Point annotation dataset records:

[start]

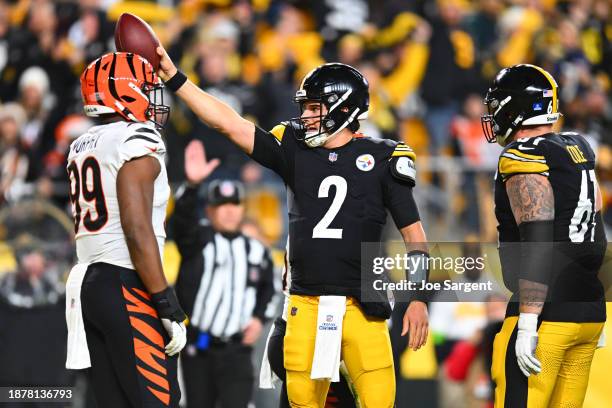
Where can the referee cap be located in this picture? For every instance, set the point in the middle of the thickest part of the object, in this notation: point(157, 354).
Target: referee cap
point(225, 191)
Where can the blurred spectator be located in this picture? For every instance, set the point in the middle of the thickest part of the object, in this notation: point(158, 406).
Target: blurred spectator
point(37, 102)
point(225, 284)
point(31, 309)
point(480, 158)
point(449, 75)
point(34, 284)
point(13, 160)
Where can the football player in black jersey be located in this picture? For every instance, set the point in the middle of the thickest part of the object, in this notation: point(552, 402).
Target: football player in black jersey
point(551, 245)
point(339, 186)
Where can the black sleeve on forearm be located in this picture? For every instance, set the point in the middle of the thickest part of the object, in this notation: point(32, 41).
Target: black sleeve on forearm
point(265, 288)
point(399, 200)
point(537, 251)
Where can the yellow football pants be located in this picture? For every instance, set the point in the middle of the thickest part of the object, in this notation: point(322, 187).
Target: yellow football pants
point(565, 351)
point(366, 351)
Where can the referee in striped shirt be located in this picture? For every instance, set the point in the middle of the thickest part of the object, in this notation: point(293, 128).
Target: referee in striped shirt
point(224, 284)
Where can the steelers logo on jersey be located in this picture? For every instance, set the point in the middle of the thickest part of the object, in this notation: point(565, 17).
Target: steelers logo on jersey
point(365, 162)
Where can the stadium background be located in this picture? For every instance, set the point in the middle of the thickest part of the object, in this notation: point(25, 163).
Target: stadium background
point(428, 63)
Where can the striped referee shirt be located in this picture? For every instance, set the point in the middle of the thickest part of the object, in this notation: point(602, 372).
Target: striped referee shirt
point(224, 279)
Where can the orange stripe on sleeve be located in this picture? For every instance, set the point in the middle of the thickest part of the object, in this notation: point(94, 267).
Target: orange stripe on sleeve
point(142, 293)
point(147, 354)
point(148, 331)
point(154, 378)
point(137, 305)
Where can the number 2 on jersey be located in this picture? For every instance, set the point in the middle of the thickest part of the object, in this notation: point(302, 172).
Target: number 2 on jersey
point(78, 185)
point(322, 230)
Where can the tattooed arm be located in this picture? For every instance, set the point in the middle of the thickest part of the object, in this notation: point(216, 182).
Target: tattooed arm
point(533, 205)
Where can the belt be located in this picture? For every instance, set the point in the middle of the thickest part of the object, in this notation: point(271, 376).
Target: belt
point(225, 340)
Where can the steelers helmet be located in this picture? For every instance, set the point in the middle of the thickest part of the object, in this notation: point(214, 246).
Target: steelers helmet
point(344, 92)
point(522, 95)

[end]

**What is expected:** Repeat the listing above exactly, with no pictures.

**Exercise result:**
Where can the referee cap be located in this picture? For every instance, set the point in the middle of the thickest part of the object, in this notation: point(157, 354).
Target: referee cap
point(225, 191)
Where can the blurred spectator be located in this picture? For every instance, set the point in the middle of the thickest part of the object, in this notation: point(158, 406).
Target: blurred spectator
point(37, 102)
point(225, 284)
point(31, 309)
point(480, 158)
point(449, 75)
point(34, 284)
point(13, 160)
Where can the football player in black jersey be located in this picture? For every instance, set the point in the middle of the thickest part of the object, in this notation: point(552, 402).
Target: football player in black jersey
point(551, 245)
point(339, 186)
Where can the black sleeve on forearm be located in this picture? For every instance, set the point in the middle of the thickest part of the object, in this notation: point(32, 41).
Target: black sleeve on forearm
point(265, 288)
point(399, 200)
point(537, 251)
Where can the yellow football pants be located in this picture? For every instance, set the point in the middle of the thickest part of the object, in this notation: point(322, 187).
Target: yellow football pants
point(565, 351)
point(366, 351)
Where can the referee in striped shirt be located in this picture? For every instance, set the point in the middle of the thickest part of the object, in this notation: point(293, 128).
Target: referee in striped shirt
point(224, 284)
Where can the steelers logo on jersey be located in this picture? For every instance, set the point in the middle of the thickest part of the object, in this notation: point(565, 17).
Target: steelers logo on jersey
point(365, 162)
Where can the stadium background be located in this picture? For every instance, set the point in the middle of the thickest part of the object, in this notation: point(25, 163).
Target: stadium background
point(428, 63)
Where can the striped referee shirt be located in this picture? For every instance, set the point in the middle of the thickest part of the object, in this notation: point(602, 372).
Target: striped referee shirt
point(224, 279)
Where can the orange stripe on sleeve be located in this picture? For every instance, set the point in the middle of the thickest part of the object, in this notation: point(94, 267).
Target: orange stripe on sleeve
point(142, 293)
point(147, 354)
point(148, 331)
point(154, 378)
point(137, 305)
Where can the number 2 on jersey be located in this picture? For every instance, set the point in the middle of the thickest part of the object, in this notation: point(302, 172).
Target: number 2 on jersey
point(78, 185)
point(322, 230)
Where can the tattooed arm be located in this picture? For every instance, set the point in the middle of the thickest part of the object, in this notation: point(216, 182).
Target: tattooed arm
point(533, 205)
Where can the belt be located in this picture? For every instance, set the point in the middle of the thickest part of the object, in this notation: point(271, 376).
Target: belt
point(225, 340)
Where can the steelers helmet be located in this picture? For every instance, set the point in the middle of the thickest part of the object, in this notation: point(214, 246).
Target: steelers helmet
point(344, 92)
point(522, 95)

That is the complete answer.